TASK TO COMPLETE = Lines before the one containing "rough mask: <svg" are to be left out; that line and every line after it, through the last line below, are to be reproduced exactly.

INPUT FOR THIS TASK =
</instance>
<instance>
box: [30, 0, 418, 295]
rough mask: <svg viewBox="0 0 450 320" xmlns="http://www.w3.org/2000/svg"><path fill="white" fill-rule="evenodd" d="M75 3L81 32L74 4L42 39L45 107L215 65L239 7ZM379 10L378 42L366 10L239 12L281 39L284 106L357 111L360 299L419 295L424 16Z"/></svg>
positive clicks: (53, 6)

OUTPUT BELOW =
rough mask: <svg viewBox="0 0 450 320" xmlns="http://www.w3.org/2000/svg"><path fill="white" fill-rule="evenodd" d="M75 3L81 32L74 4L42 39L45 107L215 65L239 7ZM379 10L378 42L366 10L239 12L281 39L284 106L357 111L360 299L419 295L424 16Z"/></svg>
positive clicks: (53, 6)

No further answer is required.